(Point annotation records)
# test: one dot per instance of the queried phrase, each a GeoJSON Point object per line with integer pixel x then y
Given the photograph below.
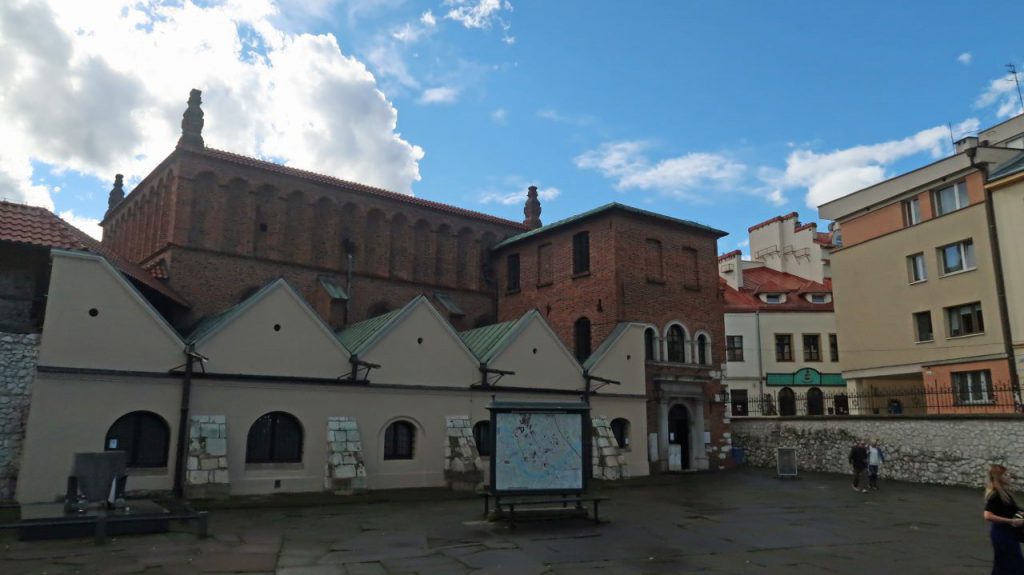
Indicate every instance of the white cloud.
{"type": "Point", "coordinates": [477, 13]}
{"type": "Point", "coordinates": [679, 177]}
{"type": "Point", "coordinates": [518, 195]}
{"type": "Point", "coordinates": [835, 174]}
{"type": "Point", "coordinates": [99, 87]}
{"type": "Point", "coordinates": [442, 94]}
{"type": "Point", "coordinates": [88, 225]}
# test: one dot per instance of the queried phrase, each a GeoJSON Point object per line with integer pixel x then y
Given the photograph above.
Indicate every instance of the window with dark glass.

*TASK OBJECTIVE:*
Print all of the records above line for line and unchanged, leaving out the pictures.

*FINAL RESULT:*
# test: one dot per instance of the queried phrase, each a GeoJSON Point object per line with integer pixel x then y
Given the photograph below.
Indicate every instance of the white cloud.
{"type": "Point", "coordinates": [477, 13]}
{"type": "Point", "coordinates": [679, 177]}
{"type": "Point", "coordinates": [518, 195]}
{"type": "Point", "coordinates": [835, 174]}
{"type": "Point", "coordinates": [99, 87]}
{"type": "Point", "coordinates": [442, 94]}
{"type": "Point", "coordinates": [88, 225]}
# test: one dot per instance of the queried phrase, each a GeoJSON Point object per line with integer pixel x then y
Given the photograph above.
Indicate every instance of the window with dark glass.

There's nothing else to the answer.